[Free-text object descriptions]

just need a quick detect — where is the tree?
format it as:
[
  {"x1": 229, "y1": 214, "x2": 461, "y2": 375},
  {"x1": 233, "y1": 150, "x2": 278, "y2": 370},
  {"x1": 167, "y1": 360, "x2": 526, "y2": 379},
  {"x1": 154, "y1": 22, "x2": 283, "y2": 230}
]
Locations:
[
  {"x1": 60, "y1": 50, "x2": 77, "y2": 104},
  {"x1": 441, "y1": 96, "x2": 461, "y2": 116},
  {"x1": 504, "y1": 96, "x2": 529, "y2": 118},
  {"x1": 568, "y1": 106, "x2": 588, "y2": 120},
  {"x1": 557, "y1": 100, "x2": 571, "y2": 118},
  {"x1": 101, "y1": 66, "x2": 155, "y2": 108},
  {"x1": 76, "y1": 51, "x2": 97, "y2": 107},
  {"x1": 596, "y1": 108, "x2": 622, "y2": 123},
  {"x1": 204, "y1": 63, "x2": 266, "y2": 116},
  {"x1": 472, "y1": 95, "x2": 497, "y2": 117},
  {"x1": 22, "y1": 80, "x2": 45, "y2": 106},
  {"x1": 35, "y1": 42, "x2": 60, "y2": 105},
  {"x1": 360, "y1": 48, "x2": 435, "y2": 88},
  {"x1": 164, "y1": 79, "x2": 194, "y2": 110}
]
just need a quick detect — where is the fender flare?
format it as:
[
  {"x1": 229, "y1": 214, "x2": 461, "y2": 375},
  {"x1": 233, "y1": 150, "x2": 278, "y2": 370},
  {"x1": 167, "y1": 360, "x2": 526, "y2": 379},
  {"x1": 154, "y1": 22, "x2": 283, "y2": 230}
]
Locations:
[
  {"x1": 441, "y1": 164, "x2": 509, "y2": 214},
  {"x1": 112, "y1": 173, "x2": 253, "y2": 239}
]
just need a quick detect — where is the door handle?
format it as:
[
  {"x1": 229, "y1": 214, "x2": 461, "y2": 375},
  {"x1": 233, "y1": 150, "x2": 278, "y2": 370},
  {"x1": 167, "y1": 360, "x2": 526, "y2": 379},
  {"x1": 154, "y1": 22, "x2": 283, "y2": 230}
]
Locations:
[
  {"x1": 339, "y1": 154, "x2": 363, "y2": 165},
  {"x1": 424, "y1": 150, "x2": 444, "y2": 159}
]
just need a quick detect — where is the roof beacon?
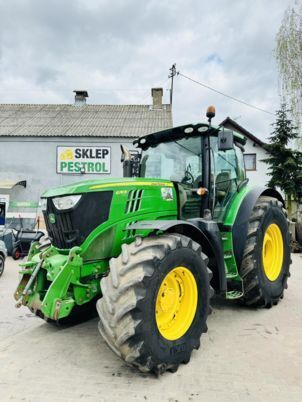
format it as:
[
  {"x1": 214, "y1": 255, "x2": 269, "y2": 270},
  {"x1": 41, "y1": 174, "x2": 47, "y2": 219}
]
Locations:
[{"x1": 206, "y1": 105, "x2": 216, "y2": 126}]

> **ABOUT THIS EXERCISE**:
Nothing but the lines with "just" should be returned, copied from the entries above.

> **PROBLEM SOLUTION**:
just need a quick detect — where is the tree?
just need a quick detect — where is the fender flare?
just need a quick detect — where is the door handle?
just need a quick detect — where is the roof beacon?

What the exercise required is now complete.